> Written request 1
In the web scraping guide, which site does the Node.js script built in the article visit, and what does it save?

>> START Supplied text

A beginner's guide to web scraping in node.js

Last Updated Nov 17, 2020
Albert Kim

A writer, web developer, freelancer, and world traveler. When he's not creating technical content, you can find Albert traveling East and Southeast Asia and exploring new cultures online and offline.

If you’ve ever visited a website and thought the information was useful but the data wasn’t available through an API, well I have some good new for you. You can scrape that website data using Node.js!

Web scraping refers to the collection of data on a website without relying on their API or any other service. If you can visit a website on your browser then you can visit that website through code.

All websites are built from HTML, CSS, and Javascript. If you open up the developer tools on a website, then you’ll see the HTML code of that website.

So to scrape the data from a website using web scraping methods, you’re getting HTML data from that website, and then extracting the content you want from the HTML.

This article will guide you through an introduction to web scraping using Javascript and Node.js. You’ll create a Node.js script that visits HackerNews and saves the post titles and links to a CSV file.

Important concepts

Before we get started, you should know about a few concepts relevant to web scraping. These concepts are DOM elements, query selectors, and the developer tools/inspector.

DOM Elements

DOM Elements are the building blocks of HTML code. They make up the content of a HTML website and can consist of elements such as headings, paragraphs, images, and many others. When scraping websites, you search for web content by searching for the DOM elements they’re defined within.

>> END Supplied text
>> START Dataset rows

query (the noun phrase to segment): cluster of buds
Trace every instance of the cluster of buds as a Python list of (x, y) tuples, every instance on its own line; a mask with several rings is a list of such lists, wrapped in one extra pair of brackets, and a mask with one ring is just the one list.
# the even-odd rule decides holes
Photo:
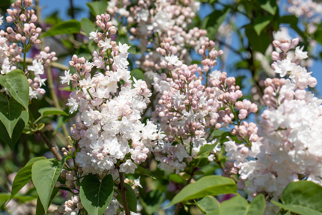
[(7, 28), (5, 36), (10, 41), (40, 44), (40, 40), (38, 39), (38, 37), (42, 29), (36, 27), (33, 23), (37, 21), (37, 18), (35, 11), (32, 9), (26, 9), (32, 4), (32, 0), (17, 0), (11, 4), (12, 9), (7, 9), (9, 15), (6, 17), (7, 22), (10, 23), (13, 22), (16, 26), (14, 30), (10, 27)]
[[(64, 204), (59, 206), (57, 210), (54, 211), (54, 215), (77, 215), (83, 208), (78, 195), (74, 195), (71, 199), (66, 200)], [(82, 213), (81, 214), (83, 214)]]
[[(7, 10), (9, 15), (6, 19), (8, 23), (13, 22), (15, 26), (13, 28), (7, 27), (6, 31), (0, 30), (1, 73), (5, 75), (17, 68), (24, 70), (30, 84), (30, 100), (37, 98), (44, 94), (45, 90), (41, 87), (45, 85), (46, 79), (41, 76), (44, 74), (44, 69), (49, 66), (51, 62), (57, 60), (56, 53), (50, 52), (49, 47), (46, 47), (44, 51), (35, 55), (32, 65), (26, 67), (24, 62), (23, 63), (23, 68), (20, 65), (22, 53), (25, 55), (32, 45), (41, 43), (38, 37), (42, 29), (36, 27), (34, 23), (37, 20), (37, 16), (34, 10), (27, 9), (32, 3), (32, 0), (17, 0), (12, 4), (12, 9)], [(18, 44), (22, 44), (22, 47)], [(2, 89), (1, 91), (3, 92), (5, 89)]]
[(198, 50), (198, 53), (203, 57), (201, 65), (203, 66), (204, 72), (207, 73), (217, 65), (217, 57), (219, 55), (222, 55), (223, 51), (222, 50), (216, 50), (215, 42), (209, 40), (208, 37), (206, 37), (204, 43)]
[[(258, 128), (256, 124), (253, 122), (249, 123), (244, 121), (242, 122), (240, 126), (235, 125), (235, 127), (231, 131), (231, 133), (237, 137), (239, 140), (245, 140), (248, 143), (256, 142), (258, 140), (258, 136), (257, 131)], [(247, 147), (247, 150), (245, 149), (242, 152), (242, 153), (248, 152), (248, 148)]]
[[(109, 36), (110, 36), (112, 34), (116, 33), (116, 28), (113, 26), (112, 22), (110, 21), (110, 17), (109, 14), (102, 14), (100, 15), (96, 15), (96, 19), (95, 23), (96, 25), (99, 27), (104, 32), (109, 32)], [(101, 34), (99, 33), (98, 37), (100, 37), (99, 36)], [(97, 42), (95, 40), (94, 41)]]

>> END Dataset rows
>> START Dataset rows

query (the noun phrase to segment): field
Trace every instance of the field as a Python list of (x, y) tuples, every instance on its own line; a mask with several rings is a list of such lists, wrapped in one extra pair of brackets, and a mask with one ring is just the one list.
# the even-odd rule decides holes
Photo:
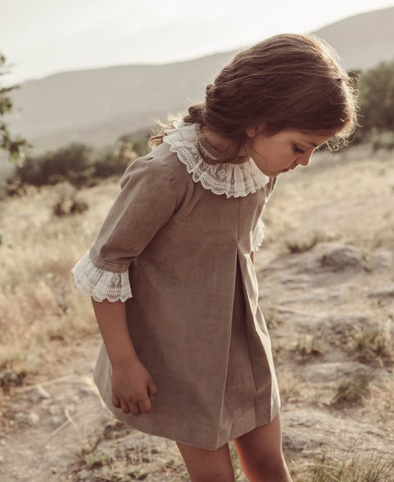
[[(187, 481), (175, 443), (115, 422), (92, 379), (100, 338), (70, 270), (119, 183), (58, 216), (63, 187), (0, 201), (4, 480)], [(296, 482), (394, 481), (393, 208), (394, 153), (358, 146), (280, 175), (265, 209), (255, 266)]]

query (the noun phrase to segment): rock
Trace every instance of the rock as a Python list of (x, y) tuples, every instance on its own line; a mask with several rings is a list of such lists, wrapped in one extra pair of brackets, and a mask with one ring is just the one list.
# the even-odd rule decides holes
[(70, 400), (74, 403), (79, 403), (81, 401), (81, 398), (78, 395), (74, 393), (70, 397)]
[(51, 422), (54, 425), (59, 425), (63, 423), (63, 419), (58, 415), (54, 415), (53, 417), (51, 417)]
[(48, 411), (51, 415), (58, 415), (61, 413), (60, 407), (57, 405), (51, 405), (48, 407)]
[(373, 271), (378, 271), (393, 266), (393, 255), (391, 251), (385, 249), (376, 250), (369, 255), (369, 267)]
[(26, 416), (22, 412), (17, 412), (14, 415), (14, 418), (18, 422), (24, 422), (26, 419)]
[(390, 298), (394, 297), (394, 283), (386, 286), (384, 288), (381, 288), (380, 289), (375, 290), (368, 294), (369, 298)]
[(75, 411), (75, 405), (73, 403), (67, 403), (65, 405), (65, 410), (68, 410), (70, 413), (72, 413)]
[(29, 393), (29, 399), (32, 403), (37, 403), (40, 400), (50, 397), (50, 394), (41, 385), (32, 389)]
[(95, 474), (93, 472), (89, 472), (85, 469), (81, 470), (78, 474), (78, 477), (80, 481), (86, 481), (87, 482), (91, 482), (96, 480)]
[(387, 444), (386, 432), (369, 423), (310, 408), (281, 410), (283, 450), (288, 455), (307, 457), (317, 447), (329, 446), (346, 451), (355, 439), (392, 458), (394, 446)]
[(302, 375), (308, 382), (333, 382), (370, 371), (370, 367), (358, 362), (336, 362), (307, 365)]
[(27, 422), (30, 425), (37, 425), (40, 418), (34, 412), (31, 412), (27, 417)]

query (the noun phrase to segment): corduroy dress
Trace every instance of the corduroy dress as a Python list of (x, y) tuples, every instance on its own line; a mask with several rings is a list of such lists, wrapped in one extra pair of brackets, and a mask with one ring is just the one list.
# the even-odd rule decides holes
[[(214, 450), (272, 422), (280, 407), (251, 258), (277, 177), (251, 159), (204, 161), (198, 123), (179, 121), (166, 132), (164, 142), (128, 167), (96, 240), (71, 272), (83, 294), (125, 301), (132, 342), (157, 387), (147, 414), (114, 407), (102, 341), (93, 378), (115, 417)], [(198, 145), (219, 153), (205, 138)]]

>> END Dataset rows
>> START Dataset rows

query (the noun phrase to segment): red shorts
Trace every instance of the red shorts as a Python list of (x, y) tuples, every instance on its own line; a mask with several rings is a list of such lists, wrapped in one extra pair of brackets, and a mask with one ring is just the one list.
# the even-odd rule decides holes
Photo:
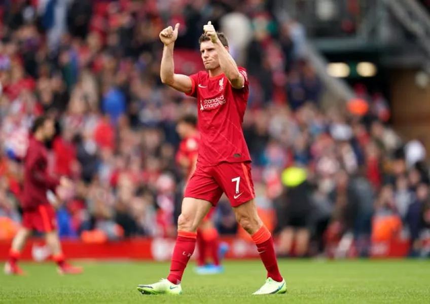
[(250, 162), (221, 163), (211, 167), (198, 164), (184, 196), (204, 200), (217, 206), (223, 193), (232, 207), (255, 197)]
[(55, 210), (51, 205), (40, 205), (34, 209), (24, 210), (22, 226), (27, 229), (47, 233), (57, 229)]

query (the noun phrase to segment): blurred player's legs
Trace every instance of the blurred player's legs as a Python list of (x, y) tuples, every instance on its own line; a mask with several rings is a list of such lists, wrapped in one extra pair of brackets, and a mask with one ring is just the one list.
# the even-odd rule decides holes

>> END Dataset rows

> Written request 2
Output the source data rows as a two-column CSV with the columns request and answer, starting at the line containing "query (the noun phrase to segment): field" and ending at the line containing "209), (255, 266)]]". Give one line per request, put each field in double quotes, turn line breaks into spaces, and leave the pictures out.

> Full response 1
It visits HackerNews and saves the post titles and links to a CSV file.

> Full response 2
request,answer
"query (the noun phrase to segment): field Trace every instance of the field as a Python list of (x, y) tuples, every instance on its own line; a mask with several rings is a list of such lists, wrapped in one extra pair of brackets, and a mask with one ring is just the one list. # the even-odd rule decides holes Photo:","[[(187, 481), (175, 443), (115, 422), (92, 379), (100, 338), (70, 270), (119, 183), (58, 216), (63, 187), (0, 201), (4, 480)], [(296, 482), (394, 481), (393, 208), (394, 153), (358, 146), (280, 175), (265, 209), (255, 266)]]"